Stored records:
####################
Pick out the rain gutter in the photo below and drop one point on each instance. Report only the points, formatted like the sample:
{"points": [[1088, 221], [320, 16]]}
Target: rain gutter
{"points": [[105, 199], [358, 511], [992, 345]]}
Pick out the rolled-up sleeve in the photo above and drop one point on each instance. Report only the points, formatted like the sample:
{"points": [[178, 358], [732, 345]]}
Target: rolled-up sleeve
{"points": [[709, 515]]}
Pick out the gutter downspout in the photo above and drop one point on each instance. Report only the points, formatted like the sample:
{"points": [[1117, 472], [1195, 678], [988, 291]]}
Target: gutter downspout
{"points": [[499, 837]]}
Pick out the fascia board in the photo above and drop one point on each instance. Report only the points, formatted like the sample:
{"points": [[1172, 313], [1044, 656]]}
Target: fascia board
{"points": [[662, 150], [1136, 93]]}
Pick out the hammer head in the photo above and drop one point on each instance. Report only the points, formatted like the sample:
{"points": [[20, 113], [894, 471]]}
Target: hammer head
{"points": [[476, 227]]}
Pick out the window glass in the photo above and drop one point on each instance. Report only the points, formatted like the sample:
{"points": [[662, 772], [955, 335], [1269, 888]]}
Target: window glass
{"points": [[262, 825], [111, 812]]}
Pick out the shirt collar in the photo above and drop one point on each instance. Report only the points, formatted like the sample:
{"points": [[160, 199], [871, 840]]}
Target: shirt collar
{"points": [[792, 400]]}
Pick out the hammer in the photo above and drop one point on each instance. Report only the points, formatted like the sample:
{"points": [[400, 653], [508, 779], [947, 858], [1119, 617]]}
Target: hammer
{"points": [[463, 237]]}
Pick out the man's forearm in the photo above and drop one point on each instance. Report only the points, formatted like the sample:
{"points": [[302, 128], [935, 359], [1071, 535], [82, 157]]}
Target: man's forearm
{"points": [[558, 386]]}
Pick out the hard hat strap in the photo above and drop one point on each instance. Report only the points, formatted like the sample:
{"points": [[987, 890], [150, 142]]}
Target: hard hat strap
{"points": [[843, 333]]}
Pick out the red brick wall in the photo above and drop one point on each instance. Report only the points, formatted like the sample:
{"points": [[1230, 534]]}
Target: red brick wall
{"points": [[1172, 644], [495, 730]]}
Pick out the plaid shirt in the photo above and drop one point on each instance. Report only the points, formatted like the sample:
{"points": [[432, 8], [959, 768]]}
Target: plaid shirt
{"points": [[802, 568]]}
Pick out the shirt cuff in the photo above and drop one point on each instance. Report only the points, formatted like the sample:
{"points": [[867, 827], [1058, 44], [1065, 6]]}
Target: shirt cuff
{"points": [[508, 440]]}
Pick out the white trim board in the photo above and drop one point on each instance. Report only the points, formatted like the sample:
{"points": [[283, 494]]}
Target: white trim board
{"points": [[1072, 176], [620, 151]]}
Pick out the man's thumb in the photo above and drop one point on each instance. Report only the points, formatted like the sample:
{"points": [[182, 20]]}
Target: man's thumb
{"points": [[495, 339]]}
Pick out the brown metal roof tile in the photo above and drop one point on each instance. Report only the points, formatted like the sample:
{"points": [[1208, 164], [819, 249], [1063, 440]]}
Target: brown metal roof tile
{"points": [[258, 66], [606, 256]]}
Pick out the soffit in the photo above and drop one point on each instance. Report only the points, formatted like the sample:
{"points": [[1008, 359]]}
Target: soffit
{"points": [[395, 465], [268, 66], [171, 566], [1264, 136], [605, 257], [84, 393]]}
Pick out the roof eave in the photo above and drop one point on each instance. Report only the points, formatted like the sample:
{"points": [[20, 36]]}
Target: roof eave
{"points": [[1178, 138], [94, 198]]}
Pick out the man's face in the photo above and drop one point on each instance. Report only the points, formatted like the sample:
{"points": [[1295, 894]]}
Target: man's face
####################
> What to do: What is needed here is every record above, repeated exactly.

> Result for this task:
Pick out the rain gutter in the photo below and drop one point on each instance. Report only the points, formatted like the sample:
{"points": [[1088, 221], [320, 16]]}
Target: rain gutter
{"points": [[105, 199], [358, 511], [992, 345]]}
Pick out the rolled-up sleeve in the photo above and drop one point on each instance. Report only the points, formatted like the sample:
{"points": [[178, 358], [732, 345]]}
Target: rolled-up sleeve
{"points": [[709, 515]]}
Pick out the gutter downspout in the photo above and drop one point on each instance. Report only the points, formatted like the sample:
{"points": [[1117, 472], [1195, 678], [988, 291]]}
Target: gutter downspout
{"points": [[499, 837]]}
Pick out the fascia board in the photo above and drop one point on each instance. Report only the points, formatted like the sample:
{"points": [[1172, 313], [1044, 656]]}
Target: fascia board
{"points": [[662, 150], [1136, 93]]}
Pick out the hammer head in the photo above and drop one point on each instance. Report only the points, formatted like the sample:
{"points": [[20, 113], [894, 471]]}
Target: hammer head
{"points": [[476, 227]]}
Pick out the window glass in the photo above and drop one point on each instance. Report only the points, formatted like the sample:
{"points": [[662, 772], [955, 335], [1269, 888]]}
Target: window glass
{"points": [[262, 825], [111, 812]]}
Pick out the shirt collar in the photo above and drop one point on each instance. Report only the points, formatted like the sample:
{"points": [[160, 199], [871, 840]]}
Target: shirt collar
{"points": [[792, 400]]}
Pick out the hammer in the photo above and drop one point on each instance. Report only the points, formatted like the sample:
{"points": [[400, 653], [508, 779], [947, 858], [1119, 617]]}
Target: hammer
{"points": [[463, 237]]}
Pick out the man's forearm in the photo above and drop one point on each instance. Report only the points, formatted like the sample:
{"points": [[302, 128], [935, 359], [1071, 535], [82, 157]]}
Target: man's forearm
{"points": [[558, 386]]}
Pick out the hard hat strap in the photo above and drop one point on each instance. Report only the points, formatted like the sample:
{"points": [[987, 890], [150, 142]]}
Target: hard hat strap
{"points": [[843, 333]]}
Pick out the red brick wall in the photo above and drop one point on each instance. Report only the points, formatted like the sample:
{"points": [[1230, 534]]}
Target: red brick wall
{"points": [[1172, 644], [495, 730]]}
Pick out the plaid shirt in the photo above and drop one point on each instance. Report only the points, formatted like the sample:
{"points": [[432, 8], [959, 768]]}
Target: plaid shirt
{"points": [[802, 568]]}
Pick out the shirt cuff in the photo above and drop one point on each instance. Report only the points, formatted like the sample:
{"points": [[867, 827], [1058, 44], [1065, 6]]}
Target: shirt cuff
{"points": [[508, 440]]}
Pick out the white trim board in the photo above and drop one point on each instance. Report only the points, formatted like the sample:
{"points": [[283, 494]]}
Target: white trim board
{"points": [[1072, 176], [620, 151]]}
Pick out the man's thumb in the photo above and drop one point on each instance. Report only the points, formatted like the sample:
{"points": [[182, 20]]}
Target: man's thumb
{"points": [[495, 339]]}
Pick out the brown metal roof tile in the photo above and drop one point on each instance. Report only the points, formatted like the sample:
{"points": [[1208, 164], [819, 249], [1063, 440]]}
Target: brown metal roof tile
{"points": [[258, 66], [606, 256]]}
Pick out the soffit in the photo above and drop one point on each instance. Report only the points, formatted like the sample:
{"points": [[1008, 359]]}
Target: soffit
{"points": [[395, 465], [268, 66], [171, 566], [1264, 136], [605, 257], [84, 393]]}
Pick out the roof eave in the photo above and drop one point on each instance. Report only the points, formatted like the sample:
{"points": [[20, 36]]}
Target: roof eave
{"points": [[1178, 138], [94, 198]]}
Pick out the man's face in the photo above and drop one point on each instance. Report only the points, formatted like the sample:
{"points": [[1295, 894]]}
Target: man's face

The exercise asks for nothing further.